**LESETEXT**
—————
Seit wann können Sie wieder trainieren?
Petra Lammert:
Im Oktober habe ich wieder mit Frontalstößen mit der Drei-Kilo-Kugel angefangen. Das wurde von Mal zu Mal besser. Das war für meinen Trainer Dieter Kollark und mich ein Aha-Erlebnis. Denn am Anfang hatten wir gedacht, ich könne nie wieder stoßen, denn der Ellbogen ist das Wichtigste für eine Kugelstoßerin. Es war ein super Gefühl, wieder stoßen zu können.
Haben Sie jemals in dieser Zeit ans Aufgeben gedacht?Petra Lammert:
Nein. Ich dachte, das kann nicht mein Ende sein. Ich muss weiter kämpfen und versuchen, den Arm wieder voll durchzustrecken und maximal zu beugen. Daran habe ich ganz hart gearbeitet. Und jetzt wurde ich dafür belohnt.
In einem Interview hatten Sie gesagt, dass Sie noch immer Schmerzen haben und es für den Arm eventuell sogar besser gewesen wäre, nicht zu stoßen und eine Pause zu machen. Wieso sind Sie im Winter trotzdem bei Wettkämpfen angetreten?Petra Lammert:
Die Hallensaison war auch dafür gut, einmal auszutesten, wie der Arm auf Stresssituationen reagiert, auch wenn man mal auf Schmerzen drauf trainiert. Ich denke, es ist besser, das Ganze in der Halle auszuprobieren, anstatt im Sommer, wenn es dann wirklich darauf ankommt. Aber bis jetzt konnte ich nicht schmerzfrei trainieren. Außerdem habe ich auch die Stöße gebraucht. Zuletzt habe ich so viele Stöße in der Woche gemacht, wie vor der Verletzung am Tag. Woher soll da die Stabilität kommen? Aber irgendwie kam in Turin die Weite trotzdem - aber es war ein bisschen wie russisches Roulette.
Hatten Sie während des Wettkampfs in Turin noch Schmerzen im Ellbogen, die Sie behindert haben?Petra Lammert: Ich habe nichts mehr gespürt. Das Adrenalin und die Aufregung haben wahrscheinlich alles betäubt.
—————
**DATENSÄTZE**
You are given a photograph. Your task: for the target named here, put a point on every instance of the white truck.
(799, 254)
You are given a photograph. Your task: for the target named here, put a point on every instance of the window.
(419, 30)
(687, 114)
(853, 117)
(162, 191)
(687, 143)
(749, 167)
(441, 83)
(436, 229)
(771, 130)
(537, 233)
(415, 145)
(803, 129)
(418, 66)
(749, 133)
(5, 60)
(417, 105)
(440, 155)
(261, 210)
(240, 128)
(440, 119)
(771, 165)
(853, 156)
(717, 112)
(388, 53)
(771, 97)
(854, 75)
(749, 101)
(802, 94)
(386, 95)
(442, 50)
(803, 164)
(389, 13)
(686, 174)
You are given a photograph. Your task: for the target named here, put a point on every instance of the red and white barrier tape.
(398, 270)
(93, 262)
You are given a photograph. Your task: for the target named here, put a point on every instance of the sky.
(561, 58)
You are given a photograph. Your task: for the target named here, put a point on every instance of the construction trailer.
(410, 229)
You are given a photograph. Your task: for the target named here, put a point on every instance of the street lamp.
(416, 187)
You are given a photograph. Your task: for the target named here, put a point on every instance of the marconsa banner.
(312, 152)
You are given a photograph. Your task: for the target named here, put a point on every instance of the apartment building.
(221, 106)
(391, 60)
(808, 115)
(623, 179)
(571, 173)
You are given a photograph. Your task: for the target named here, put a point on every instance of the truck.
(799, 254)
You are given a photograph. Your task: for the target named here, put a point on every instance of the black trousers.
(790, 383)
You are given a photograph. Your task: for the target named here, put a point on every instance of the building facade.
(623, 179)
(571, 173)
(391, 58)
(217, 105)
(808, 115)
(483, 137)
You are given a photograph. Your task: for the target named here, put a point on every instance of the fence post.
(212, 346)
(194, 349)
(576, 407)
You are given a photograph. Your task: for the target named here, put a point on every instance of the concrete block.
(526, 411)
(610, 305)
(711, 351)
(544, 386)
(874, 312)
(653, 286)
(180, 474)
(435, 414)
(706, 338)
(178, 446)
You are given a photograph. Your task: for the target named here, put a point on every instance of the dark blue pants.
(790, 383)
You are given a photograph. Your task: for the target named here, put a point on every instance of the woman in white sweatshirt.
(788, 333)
—————
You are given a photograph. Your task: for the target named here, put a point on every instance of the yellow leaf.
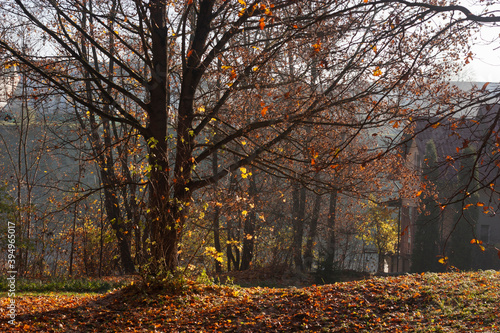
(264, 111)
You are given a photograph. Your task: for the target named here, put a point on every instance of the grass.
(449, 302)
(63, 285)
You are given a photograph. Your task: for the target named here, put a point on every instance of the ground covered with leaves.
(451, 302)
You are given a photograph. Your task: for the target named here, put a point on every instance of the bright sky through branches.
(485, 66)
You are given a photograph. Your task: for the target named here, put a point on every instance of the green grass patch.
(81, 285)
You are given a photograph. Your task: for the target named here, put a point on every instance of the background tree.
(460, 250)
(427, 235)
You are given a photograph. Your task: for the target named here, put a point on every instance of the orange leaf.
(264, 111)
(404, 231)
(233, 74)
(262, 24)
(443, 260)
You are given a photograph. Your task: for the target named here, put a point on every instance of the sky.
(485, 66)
—————
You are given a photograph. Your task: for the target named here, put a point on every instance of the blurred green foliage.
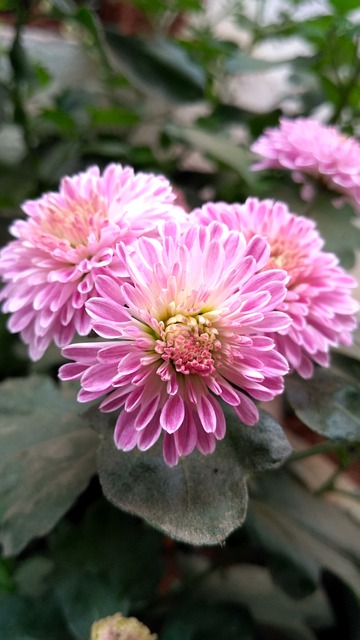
—————
**AUFGABENSTELLUNG**
1. Prüfen Sie, ob die folgenden Aussagen mit dem Interview mit Petra Lammert übereinstimmen. Antworten Sie jeweils mit Ja oder Nein und zitieren Sie die entscheidenden Worte des Interviews wörtlich.
(a) Im Oktober begann Petra Lammert wieder mit Frontalstößen mit der Drei-Kilo-Kugel.
(b) In der Zeit der Verletzung dachte sie ans Aufgeben.
(c) Während des Wettkampfs in Turin spürte sie noch Schmerzen im Ellbogen.
2. Geben Sie aus dem Interview mit Petra Lammert den Abschnitt zwischen „Hatten Sie während“ und „wahrscheinlich alles betäubt.“ einschließlich wörtlich wieder.
3. Setzen Sie das Interview mit Petra Lammert dort fort, wo es endet.

**ERWARTETE ANTWORTEN**
1.
(a) Ja: „Im Oktober habe ich wieder mit Frontalstößen mit der Drei-Kilo-Kugel angefangen.“
(b) Nein: „Nein. Ich dachte, das kann nicht mein Ende sein.“
(c) Nein: „Ich habe nichts mehr gespürt.“

2.
Hatten Sie während des Wettkampfs in Turin noch Schmerzen im Ellbogen, die Sie behindert haben?Petra Lammert: Ich habe nichts mehr gespürt. Das Adrenalin und die Aufregung haben wahrscheinlich alles betäubt.

3.
Gönnen Sie dem Arm jetzt erst einmal ein bisschen Ruhe?Petra Lammert: Ja. In einer Woche fahren wir für zwei bis drei Wochen ins Trainingslager nach Bulgarien auf den Belmeken (ein Gebirgszug, Anm. d. Red.). Dort geht es um allgemeines Konditionstraining. Das heißt Ausdauer und allgemeines Kraft-Training, eine Rundum-Erneuerung und breite Grundlage für das darauf folgende spezielle Training. Wir machen Skilanglauf, das ist mein größter Graus, obwohl ich ja aus einer Skiregion, dem Schwarzwald, komme. Aber ein bisschen Ausdauer brauchen wir Kugelstoßer eben auch. Am 1. Mai geht es dann für den Feinschliff nach Portugal.
Die Hallensaison ist jetzt beendet. Wie fällt Ihr Fazit aus?Petra Lammert:
Es hat sicherlich Höhen und Tiefen gegeben. Aber an dem Tag, an dem es darauf ankam, war ich topfit. Ich kann wirklich zufrieden sein.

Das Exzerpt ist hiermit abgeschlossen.